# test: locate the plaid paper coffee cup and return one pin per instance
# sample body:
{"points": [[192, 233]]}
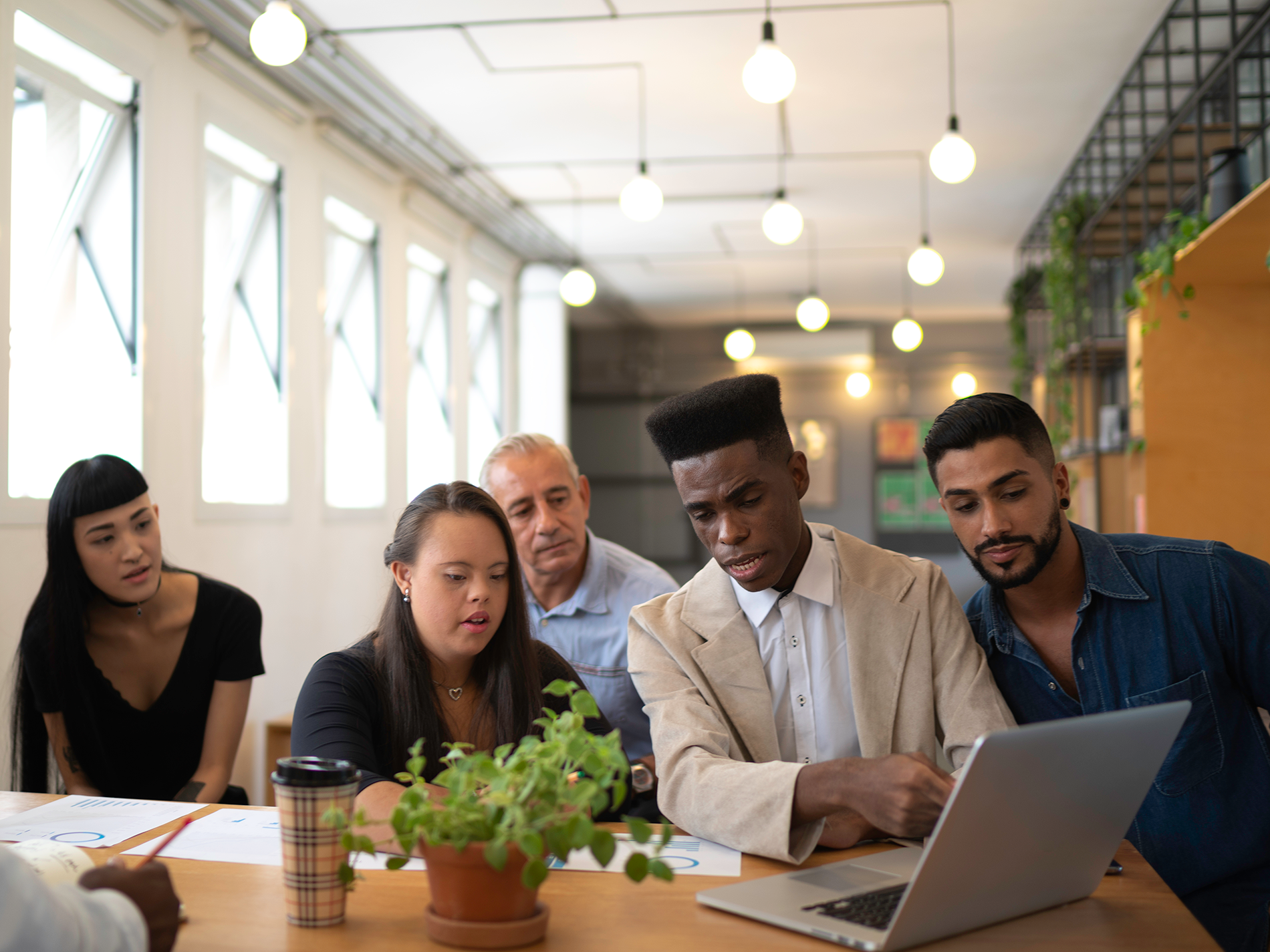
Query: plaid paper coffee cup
{"points": [[306, 787]]}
----------------------------------------
### Task brief:
Reproduce every line of the records, requests included, and move each point in the answers by adding 128 to both of its coordinates. Leave the pictures out.

### Solution for this task:
# test: locate the plaid paper coffee cup and return one pin per instance
# sample body:
{"points": [[192, 233]]}
Query: plaid paper coffee cup
{"points": [[434, 915]]}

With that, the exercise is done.